◆ Stated goal
Starting at the line that contains "the tree in", quote each line exactly through the last line of the entries, both included.

Excerpts of location labeling data:
◇ ◇ ◇ ◇ ◇ ◇ ◇

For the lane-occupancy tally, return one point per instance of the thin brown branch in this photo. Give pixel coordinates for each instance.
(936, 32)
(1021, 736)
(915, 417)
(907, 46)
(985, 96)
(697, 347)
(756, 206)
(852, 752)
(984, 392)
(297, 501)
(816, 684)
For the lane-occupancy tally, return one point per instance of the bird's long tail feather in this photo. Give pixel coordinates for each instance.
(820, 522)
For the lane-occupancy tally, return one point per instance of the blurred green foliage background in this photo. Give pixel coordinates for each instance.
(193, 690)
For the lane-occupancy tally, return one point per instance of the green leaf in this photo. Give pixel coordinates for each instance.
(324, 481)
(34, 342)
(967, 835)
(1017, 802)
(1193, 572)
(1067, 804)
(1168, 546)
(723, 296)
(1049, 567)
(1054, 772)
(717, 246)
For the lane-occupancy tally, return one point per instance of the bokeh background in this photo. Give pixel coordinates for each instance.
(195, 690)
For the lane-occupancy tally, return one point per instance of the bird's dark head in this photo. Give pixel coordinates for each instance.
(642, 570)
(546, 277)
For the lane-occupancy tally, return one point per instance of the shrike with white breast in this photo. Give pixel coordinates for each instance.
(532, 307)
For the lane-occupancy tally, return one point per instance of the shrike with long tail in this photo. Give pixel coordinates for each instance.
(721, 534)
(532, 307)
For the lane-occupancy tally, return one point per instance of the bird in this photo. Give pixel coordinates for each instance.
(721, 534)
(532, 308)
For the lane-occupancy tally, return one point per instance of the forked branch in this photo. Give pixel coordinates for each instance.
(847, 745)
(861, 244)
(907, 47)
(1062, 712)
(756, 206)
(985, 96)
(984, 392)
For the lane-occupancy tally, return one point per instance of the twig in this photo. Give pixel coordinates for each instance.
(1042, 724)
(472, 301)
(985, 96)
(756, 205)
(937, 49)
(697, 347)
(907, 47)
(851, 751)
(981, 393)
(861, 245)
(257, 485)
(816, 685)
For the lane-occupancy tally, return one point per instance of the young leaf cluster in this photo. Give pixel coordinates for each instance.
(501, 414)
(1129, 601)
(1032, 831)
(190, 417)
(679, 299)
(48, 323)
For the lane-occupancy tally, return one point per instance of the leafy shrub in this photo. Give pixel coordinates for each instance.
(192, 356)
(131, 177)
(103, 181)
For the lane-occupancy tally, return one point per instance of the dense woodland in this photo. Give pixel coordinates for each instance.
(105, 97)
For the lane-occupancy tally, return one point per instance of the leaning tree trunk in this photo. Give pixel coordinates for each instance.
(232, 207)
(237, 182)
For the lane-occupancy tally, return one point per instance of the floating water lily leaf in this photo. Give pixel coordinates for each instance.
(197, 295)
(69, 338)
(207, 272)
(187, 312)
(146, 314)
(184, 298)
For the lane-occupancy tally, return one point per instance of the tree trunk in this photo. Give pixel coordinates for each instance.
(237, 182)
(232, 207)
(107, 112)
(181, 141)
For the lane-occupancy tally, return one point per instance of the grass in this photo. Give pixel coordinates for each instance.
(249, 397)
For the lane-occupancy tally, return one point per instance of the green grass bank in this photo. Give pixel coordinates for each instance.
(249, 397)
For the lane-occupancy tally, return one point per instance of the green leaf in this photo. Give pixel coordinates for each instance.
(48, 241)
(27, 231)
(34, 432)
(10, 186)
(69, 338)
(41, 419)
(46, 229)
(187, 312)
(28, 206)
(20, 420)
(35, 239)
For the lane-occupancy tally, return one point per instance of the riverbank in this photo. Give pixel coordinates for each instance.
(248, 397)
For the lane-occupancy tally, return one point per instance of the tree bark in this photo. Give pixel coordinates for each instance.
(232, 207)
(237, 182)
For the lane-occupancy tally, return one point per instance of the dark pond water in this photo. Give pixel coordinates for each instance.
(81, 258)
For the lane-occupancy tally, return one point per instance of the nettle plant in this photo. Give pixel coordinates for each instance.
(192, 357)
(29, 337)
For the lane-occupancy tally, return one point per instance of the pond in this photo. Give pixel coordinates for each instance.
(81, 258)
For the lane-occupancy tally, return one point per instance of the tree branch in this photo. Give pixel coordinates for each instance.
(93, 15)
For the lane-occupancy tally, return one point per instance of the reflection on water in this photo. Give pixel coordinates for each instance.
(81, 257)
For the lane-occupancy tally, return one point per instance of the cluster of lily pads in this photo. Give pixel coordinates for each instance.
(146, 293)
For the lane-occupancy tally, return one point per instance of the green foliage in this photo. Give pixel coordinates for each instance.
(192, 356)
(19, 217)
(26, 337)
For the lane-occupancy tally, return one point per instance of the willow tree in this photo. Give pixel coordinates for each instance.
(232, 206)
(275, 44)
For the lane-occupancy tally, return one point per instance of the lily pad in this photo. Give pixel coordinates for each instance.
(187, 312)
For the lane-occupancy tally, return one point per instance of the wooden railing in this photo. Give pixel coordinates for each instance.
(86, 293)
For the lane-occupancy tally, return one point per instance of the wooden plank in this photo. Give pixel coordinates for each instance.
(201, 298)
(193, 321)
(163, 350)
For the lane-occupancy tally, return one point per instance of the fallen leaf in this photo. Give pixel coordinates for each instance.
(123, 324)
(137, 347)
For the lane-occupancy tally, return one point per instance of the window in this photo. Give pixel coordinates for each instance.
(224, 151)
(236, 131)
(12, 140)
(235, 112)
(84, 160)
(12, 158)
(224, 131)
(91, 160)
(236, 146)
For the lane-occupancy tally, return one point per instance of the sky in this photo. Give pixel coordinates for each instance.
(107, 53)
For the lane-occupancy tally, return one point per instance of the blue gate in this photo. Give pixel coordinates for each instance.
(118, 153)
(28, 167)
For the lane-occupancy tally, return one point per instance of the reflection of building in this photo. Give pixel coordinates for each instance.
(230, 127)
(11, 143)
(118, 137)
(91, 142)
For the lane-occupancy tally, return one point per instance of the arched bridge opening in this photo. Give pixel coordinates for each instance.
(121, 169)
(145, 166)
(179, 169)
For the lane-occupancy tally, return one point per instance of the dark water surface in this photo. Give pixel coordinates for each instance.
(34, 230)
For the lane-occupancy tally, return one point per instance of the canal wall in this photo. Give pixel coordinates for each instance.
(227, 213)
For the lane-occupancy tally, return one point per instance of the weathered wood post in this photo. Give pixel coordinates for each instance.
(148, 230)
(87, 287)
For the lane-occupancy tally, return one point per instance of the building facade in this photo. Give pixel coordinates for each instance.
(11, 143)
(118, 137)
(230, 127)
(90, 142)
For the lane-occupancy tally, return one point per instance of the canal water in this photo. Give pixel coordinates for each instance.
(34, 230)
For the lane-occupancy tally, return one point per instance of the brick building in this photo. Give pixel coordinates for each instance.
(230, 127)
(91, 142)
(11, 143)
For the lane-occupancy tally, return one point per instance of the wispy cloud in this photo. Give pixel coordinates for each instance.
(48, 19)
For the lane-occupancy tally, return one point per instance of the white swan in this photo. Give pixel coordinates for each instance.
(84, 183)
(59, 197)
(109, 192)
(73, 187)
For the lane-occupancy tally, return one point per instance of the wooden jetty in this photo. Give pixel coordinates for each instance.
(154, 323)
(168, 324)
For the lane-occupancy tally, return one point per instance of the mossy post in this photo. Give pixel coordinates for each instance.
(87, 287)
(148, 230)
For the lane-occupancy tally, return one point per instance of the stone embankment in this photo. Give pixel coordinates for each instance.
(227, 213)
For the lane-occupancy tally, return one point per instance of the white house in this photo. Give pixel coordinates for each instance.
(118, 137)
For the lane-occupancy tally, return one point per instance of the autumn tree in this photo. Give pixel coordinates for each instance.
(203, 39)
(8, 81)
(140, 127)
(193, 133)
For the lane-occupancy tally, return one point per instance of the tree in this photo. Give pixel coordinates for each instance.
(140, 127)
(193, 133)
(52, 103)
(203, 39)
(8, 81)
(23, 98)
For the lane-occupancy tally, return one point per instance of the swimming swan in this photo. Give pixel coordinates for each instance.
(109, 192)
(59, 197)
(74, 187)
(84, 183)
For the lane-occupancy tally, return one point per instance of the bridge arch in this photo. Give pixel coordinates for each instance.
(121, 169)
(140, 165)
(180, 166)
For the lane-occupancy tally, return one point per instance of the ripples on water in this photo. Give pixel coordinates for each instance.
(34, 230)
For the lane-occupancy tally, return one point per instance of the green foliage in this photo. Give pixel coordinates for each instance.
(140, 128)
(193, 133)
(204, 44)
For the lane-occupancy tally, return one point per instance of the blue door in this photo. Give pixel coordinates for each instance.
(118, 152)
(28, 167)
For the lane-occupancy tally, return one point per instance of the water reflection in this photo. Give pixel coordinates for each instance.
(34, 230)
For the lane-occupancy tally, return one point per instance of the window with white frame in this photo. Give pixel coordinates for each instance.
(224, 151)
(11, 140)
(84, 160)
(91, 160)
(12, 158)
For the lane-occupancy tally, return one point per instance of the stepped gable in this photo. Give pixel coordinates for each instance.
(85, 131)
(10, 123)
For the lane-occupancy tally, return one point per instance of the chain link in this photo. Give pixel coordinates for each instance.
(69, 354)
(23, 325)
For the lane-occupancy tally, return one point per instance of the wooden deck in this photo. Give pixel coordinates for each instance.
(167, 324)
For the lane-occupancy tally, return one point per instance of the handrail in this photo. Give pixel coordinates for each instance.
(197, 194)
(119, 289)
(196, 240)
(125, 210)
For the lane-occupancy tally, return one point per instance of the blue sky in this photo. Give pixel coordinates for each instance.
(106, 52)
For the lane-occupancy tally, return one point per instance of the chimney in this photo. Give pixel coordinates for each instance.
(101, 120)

◇ ◇ ◇ ◇ ◇ ◇ ◇

◆ Exercise result
For the lane-occupancy tally, return one point per instance of the tree in this photo. Give pixel coordinates for each instance.
(140, 127)
(193, 133)
(52, 103)
(203, 39)
(8, 81)
(23, 98)
For the lane-occupancy tally, return one point per instance of the swimming swan in this photo. Give pixel coordinates for each instance.
(109, 192)
(59, 197)
(74, 187)
(84, 183)
For the lane-occupancy tally, return one point per instance of the bridge arch in this photo. Give pixel coordinates for each instance.
(121, 169)
(140, 165)
(180, 166)
For the lane-occupancy tally, return one point per instance of the ripples on water in this photo. Give pixel coordinates for each instance.
(34, 230)
For the lane-occupancy tally, return one point per instance of the green foliage in this photo. Give pixel coordinates for each instance.
(140, 128)
(193, 133)
(204, 44)
For the lane-occupancy tally, return one point per instance of the blue door in this photo. Give pixel coordinates for each instance.
(118, 152)
(28, 167)
For the lane-occupancy tally, return one point per instance of the water reflection in this photo. Give pixel coordinates for each instance.
(34, 230)
For the lane-occupancy tally, return one point per instance of the window with white frame in this photo. Give pixel coordinates for each instance.
(224, 151)
(11, 140)
(84, 160)
(91, 160)
(12, 158)
For the lane-occupancy tally, return one point per instance of the stepped gable in this photo. Give pixel coordinates for each instance.
(85, 131)
(10, 123)
For the lane-occupancy tally, return one point per instance of the chain link in this photo. Give pixel coordinates for each instance.
(69, 354)
(23, 325)
For the lane-occupancy tally, return one point per instance of the wooden deck in this photo. Give pixel coordinates for each instance.
(167, 324)
For the lane-occupancy tally, return one point per instance of the handrail in this photo. Give pixel coordinates for each instance.
(197, 194)
(119, 289)
(196, 240)
(125, 210)
For the lane-occupancy tally, return one point per instance of the blue sky in this photo. Give pixel coordinates for each instance.
(106, 52)
For the lane-occupancy tally, return one point per instance of the chimney in this photo. Give pixel coordinates for each instance.
(101, 120)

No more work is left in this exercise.